[Collected data entries]
★ ★ ★

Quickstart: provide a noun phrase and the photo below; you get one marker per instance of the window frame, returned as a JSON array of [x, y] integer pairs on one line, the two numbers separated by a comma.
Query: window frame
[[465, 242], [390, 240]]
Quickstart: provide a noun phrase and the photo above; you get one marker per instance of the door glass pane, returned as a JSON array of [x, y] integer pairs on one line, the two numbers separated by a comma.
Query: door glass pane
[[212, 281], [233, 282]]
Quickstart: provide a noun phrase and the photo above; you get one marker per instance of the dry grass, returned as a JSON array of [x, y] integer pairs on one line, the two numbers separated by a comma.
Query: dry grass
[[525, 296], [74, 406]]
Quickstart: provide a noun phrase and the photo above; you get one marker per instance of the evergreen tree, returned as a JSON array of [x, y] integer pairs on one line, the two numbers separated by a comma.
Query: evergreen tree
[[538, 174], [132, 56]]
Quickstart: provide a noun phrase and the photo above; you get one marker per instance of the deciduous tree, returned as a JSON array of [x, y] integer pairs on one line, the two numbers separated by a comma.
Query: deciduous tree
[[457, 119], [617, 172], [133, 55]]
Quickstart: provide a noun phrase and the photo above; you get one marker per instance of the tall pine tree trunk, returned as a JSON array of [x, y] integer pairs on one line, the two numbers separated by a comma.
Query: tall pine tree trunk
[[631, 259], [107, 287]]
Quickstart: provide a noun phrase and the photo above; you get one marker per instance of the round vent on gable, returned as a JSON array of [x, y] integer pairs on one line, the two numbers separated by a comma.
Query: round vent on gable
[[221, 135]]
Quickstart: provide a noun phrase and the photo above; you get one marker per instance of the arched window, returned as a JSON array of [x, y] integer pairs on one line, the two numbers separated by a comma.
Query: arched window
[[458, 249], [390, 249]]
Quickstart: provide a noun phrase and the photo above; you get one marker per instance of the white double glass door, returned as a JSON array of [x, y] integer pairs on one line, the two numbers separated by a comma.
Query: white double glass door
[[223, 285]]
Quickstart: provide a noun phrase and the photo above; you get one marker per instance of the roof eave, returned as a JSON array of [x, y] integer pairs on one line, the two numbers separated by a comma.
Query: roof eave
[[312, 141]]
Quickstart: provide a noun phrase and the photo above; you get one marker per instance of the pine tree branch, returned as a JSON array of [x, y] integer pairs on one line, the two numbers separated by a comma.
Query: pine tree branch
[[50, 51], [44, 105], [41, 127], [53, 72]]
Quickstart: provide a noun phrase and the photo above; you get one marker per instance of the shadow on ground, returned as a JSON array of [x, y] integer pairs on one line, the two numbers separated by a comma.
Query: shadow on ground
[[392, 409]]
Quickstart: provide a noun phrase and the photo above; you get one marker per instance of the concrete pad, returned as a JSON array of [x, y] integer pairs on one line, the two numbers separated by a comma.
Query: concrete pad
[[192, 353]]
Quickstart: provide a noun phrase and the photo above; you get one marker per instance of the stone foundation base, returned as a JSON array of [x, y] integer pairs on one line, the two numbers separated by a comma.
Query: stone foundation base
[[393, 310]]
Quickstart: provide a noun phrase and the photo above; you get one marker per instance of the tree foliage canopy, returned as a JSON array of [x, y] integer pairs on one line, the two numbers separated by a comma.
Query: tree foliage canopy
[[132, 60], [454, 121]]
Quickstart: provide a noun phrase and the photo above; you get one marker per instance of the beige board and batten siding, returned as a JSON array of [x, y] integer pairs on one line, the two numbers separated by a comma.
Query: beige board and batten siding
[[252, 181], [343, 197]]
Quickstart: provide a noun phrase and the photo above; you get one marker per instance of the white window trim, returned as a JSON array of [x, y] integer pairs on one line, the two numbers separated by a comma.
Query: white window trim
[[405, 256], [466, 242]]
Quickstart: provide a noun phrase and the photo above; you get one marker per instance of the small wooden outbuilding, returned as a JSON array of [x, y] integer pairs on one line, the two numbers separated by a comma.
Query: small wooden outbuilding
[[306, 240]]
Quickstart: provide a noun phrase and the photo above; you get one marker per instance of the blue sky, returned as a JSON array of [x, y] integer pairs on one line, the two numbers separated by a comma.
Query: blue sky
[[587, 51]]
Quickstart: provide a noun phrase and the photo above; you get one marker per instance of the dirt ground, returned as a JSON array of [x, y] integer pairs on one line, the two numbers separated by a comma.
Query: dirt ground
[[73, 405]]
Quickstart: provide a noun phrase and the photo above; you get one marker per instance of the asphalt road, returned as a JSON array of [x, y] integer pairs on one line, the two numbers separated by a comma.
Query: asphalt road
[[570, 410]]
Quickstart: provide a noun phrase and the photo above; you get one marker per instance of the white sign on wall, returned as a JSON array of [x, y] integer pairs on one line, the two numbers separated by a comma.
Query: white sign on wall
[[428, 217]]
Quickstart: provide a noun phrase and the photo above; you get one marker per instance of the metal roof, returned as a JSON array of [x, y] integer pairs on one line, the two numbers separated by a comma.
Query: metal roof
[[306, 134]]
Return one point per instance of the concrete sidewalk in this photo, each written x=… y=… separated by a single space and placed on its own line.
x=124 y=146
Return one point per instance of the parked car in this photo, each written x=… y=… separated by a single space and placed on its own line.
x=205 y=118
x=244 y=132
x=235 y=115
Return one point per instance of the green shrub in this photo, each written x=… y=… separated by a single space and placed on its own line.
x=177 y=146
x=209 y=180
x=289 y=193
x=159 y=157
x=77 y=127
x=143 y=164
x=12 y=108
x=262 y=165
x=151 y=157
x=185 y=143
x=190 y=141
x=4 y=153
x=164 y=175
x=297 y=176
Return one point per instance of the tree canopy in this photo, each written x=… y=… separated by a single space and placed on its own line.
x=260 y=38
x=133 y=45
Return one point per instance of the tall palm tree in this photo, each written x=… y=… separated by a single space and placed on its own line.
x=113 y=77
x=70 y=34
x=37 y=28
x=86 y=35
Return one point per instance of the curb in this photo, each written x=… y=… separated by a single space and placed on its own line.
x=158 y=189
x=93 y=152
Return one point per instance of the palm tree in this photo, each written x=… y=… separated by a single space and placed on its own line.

★ ★ ★

* Goal
Exactly reproduce the lines beginning with the one that contains "Return one point per instance of the tree" and ending with the last line of the material, both included. Leave out everything else.

* Result of the task
Return one point per instance of the tree canopy in this photo, each written x=… y=… separated by a single space and placed on its own line.
x=260 y=38
x=133 y=45
Return one point per instance of the tall palm tree in this photo, each written x=… y=… separated by a single space and placed on its own line.
x=113 y=77
x=70 y=34
x=37 y=28
x=86 y=35
Return one point per instance of the curb in this photo, each written x=… y=… separated by a single space and placed on its own line.
x=158 y=189
x=93 y=152
Return one point per instance of the palm tree in this photo, each written x=… y=… separated by a single space and placed on its own line.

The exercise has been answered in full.